### What the task requires
Return every line below exactly, leaving nothing out.

START Records for this exercise

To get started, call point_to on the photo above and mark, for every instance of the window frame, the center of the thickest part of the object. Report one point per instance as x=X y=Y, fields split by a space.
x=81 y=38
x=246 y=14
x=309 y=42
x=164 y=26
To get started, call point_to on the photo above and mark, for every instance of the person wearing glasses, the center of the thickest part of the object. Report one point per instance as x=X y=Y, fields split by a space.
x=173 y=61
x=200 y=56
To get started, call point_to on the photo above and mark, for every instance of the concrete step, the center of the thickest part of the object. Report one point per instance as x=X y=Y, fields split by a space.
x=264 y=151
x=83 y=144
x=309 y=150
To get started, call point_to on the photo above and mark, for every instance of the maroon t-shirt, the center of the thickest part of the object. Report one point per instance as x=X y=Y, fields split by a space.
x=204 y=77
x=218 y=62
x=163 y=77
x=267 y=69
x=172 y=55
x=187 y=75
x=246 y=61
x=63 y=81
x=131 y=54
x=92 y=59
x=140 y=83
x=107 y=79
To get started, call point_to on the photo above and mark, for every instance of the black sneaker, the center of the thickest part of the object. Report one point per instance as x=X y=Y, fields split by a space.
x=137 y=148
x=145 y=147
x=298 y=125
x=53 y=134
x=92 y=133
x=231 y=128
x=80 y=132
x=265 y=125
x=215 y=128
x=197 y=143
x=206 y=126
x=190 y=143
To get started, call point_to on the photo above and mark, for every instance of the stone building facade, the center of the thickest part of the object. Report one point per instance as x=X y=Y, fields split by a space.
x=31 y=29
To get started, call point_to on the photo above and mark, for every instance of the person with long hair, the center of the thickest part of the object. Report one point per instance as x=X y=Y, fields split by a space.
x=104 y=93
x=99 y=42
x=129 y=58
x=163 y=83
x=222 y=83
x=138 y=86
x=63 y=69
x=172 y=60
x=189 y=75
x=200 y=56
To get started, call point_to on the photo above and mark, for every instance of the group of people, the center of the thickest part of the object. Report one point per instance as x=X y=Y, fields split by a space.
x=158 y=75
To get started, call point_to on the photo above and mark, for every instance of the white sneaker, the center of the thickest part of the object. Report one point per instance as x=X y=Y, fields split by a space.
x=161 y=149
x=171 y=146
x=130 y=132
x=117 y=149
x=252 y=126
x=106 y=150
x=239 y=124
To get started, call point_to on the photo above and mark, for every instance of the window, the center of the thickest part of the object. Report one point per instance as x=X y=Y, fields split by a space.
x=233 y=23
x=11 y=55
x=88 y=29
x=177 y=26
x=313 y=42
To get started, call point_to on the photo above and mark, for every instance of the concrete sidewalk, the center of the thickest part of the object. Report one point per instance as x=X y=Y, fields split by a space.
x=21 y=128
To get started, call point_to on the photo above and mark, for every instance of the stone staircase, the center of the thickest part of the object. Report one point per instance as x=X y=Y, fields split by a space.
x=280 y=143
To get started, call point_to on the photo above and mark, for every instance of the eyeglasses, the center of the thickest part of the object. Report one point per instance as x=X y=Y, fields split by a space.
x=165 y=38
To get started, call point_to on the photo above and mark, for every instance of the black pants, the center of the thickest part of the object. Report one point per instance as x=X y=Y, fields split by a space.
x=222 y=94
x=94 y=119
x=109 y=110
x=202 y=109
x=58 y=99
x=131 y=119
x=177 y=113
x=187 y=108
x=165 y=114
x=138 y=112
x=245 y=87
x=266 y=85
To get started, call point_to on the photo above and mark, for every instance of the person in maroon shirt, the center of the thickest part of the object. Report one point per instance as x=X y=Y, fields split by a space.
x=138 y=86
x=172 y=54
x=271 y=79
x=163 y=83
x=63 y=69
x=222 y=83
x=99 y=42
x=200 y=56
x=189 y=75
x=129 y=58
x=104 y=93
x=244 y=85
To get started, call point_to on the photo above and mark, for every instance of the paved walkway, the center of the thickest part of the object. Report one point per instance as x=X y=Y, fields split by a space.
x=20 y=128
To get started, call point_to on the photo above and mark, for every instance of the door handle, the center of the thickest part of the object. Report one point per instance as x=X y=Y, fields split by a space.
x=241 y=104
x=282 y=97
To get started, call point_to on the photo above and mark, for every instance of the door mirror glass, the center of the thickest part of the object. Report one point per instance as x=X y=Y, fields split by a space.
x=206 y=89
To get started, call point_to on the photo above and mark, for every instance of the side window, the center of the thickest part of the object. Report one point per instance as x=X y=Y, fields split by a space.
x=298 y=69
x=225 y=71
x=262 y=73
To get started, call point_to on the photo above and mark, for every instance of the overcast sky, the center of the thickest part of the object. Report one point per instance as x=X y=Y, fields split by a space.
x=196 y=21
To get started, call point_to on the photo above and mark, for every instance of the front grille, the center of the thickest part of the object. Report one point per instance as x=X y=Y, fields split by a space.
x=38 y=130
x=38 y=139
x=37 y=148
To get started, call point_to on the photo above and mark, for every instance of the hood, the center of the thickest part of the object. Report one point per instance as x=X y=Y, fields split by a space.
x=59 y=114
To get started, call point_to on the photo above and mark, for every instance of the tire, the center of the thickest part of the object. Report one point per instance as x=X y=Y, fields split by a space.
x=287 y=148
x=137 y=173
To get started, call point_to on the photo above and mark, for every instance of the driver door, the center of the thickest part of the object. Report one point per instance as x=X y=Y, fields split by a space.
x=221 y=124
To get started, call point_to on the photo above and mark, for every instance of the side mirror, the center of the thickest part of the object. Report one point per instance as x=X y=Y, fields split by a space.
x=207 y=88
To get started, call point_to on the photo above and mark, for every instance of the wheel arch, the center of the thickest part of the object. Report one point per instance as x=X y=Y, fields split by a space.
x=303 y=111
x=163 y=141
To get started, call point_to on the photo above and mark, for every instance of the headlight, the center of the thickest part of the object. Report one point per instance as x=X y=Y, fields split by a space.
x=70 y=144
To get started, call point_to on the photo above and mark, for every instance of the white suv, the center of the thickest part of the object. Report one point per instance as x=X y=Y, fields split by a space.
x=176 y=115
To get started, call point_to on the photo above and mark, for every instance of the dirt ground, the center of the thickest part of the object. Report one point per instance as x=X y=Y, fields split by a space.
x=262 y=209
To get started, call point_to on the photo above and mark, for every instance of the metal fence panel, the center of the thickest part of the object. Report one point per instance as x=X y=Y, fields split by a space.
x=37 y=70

END Records for this exercise

### Answer to this task
To get started, call point_to on the photo above and mark, for every instance of the window frame, the center of the thickest part of the object. Report one point per instance as x=X y=Y, fields split by a space.
x=81 y=38
x=246 y=14
x=309 y=42
x=164 y=26
To get started, call point_to on the photo above and mark, for every instance of the person wearing glasses, the center of the thickest part of the object. Report one point per instance as x=X y=Y, fields split by a space.
x=173 y=61
x=200 y=56
To get started, call point_to on the photo above and mark, for every instance of the concrete step, the center of the thickest part of the object. Report one point per instance as x=X y=Y, fields split by a space.
x=264 y=151
x=83 y=144
x=309 y=150
To get started, call point_to on the photo above and mark, for every instance of the maroon t-shirt, the center of the thickest part of the object. Report one point per instance as x=X y=Y, fields split by a space.
x=204 y=77
x=218 y=62
x=163 y=77
x=267 y=69
x=172 y=55
x=187 y=75
x=246 y=61
x=63 y=81
x=131 y=54
x=92 y=59
x=140 y=83
x=107 y=79
To get started, call point_to on the photo above and mark, for every instance of the black sneaker, the center of the thickest part of the object. Report one point per instance as x=X y=Y, fields split by a space.
x=137 y=148
x=145 y=147
x=298 y=125
x=53 y=134
x=92 y=133
x=231 y=128
x=80 y=132
x=265 y=125
x=215 y=128
x=197 y=143
x=206 y=126
x=190 y=143
To get started, call point_to on the photo above and mark, for every instance of the stone building facade, the center of the thickest part of the object. Report one point per instance as x=X y=Y, fields split by a space.
x=31 y=29
To get started, call point_to on the photo above and mark, for every instance of the person with long hair, the center of the thickest part of the object. Report one point per instance as x=X y=Y, fields split by a space.
x=104 y=93
x=99 y=42
x=129 y=58
x=163 y=83
x=222 y=83
x=138 y=86
x=63 y=69
x=172 y=60
x=189 y=75
x=200 y=56
To get started, call point_to on the photo above and mark, for every instance of the group of people, the center of the thickest part of the object. Report one point per instance as x=X y=Y, fields split by a space.
x=158 y=75
To get started, call point_to on the photo above and mark, for every instance of the white sneaker, the center of the thickest part of the object. Report one point per instance as x=X y=Y, fields split by a space.
x=161 y=149
x=171 y=146
x=130 y=132
x=117 y=149
x=252 y=126
x=106 y=150
x=239 y=124
To get started, call point_to on the photo above and mark, for every instance of the window, the center of the thickest part of the object. Report one point per instance as x=X y=Y, fields split by a space.
x=233 y=23
x=11 y=55
x=88 y=29
x=177 y=26
x=313 y=42
To get started, call point_to on the photo above and mark, for every instance of the concrete sidewalk, the center of the thickest part of the object. Report one point per instance as x=X y=Y, fields split by a space.
x=21 y=128
To get started, call point_to on the photo above and mark, for every instance of the stone staircase, the center of the thickest part of the object. Report one point per instance as x=X y=Y, fields split by a space.
x=280 y=143
To get started, call point_to on the photo above and mark, for every instance of the eyeglasses, the center of the thickest part of the object. Report one point per instance as x=X y=Y, fields split by a space.
x=165 y=38
To get started, call point_to on the photo above and mark, for every instance of the black pants, the center of the thickest part of the object. Report one point per instance as x=X y=Y, fields split by a space.
x=222 y=94
x=94 y=119
x=109 y=110
x=202 y=109
x=58 y=99
x=131 y=119
x=177 y=113
x=187 y=108
x=165 y=114
x=138 y=112
x=245 y=87
x=266 y=85
To get started, call point_to on the photo above and mark, for every instance of the person in maroon shirt, the center of the thickest part of the object. Report one point per instance as x=X y=Y, fields split by a space.
x=138 y=86
x=172 y=54
x=271 y=79
x=163 y=83
x=63 y=69
x=222 y=83
x=99 y=42
x=200 y=56
x=189 y=75
x=129 y=58
x=104 y=93
x=244 y=85
To get started, call point_to on the photo above and mark, for every instance of the paved walkway, the center of the thickest part of the object. Report one point per instance as x=X y=Y, fields split by a space.
x=20 y=128
To get started, call point_to on the photo above and mark, for every instance of the door handle, the center of the thickest part of the object. Report one point per instance as x=X y=Y, fields split by a space.
x=241 y=104
x=282 y=97
To get started, call point_to on the photo above and mark, for every instance of the door mirror glass, the center of the thickest part of the object. Report one point per instance as x=X y=Y, fields split by a space.
x=206 y=89
To get started, call point_to on the photo above and mark, for every instance of the side window, the center of the thickest part of the object. Report one point per instance as x=X y=Y, fields split by a space.
x=298 y=69
x=225 y=71
x=262 y=73
To get started, call point_to on the photo above and mark, for every instance of the overcast sky, the center of the thickest part of the object. Report one point per instance as x=X y=Y, fields split by a space.
x=196 y=21
To get started, call point_to on the photo above and mark, for every instance of the front grille, the center of the thickest part of the object. Report one point per instance as x=X y=Y, fields split by a space.
x=38 y=130
x=38 y=139
x=37 y=148
To get started, call point_to on the photo above and mark, for every instance of the hood, the center of the thickest part of the object. Report one point per instance as x=X y=Y, fields split by a space.
x=59 y=114
To get started, call point_to on the photo above and mark, for every instance of the tire, the center of the thickest part of the object. Report one point per instance as x=X y=Y, fields split by a space.
x=287 y=148
x=137 y=173
To get started, call point_to on the photo above and mark, for every instance of the driver door, the center of the thickest part of the object. Report one point per instance as x=X y=Y, fields split by a space.
x=221 y=124
To get started, call point_to on the photo above and mark, for every instance of the side mirror, the center of the thickest part of the object. Report one point per instance as x=X y=Y, fields split by a space.
x=207 y=88
To get started, call point_to on the photo above and mark, for every instance of the wheel arch, the center of the thickest part of the object. Report one point per instance as x=X y=Y, fields split by a space.
x=303 y=111
x=163 y=141
To get started, call point_to on the photo above and mark, for every instance of the headlight, the center of the thickest part of the object. Report one point per instance as x=X y=Y, fields split by a space.
x=70 y=144
To get started, call point_to on the photo above and mark, for every instance of the white suv, the center of the thickest part of the object. Report one point per instance as x=X y=Y, fields split by a space.
x=176 y=115
To get started, call point_to on the photo above and mark, for every instance of the dirt ground, the center of the thickest part of the object. Report one point per instance as x=X y=Y, fields split by a space.
x=262 y=209
To get started, call point_to on the photo above and mark, for every instance of the metal fence panel, the center of the thickest part of the object. Report one point per instance as x=X y=Y, fields split by a space.
x=37 y=70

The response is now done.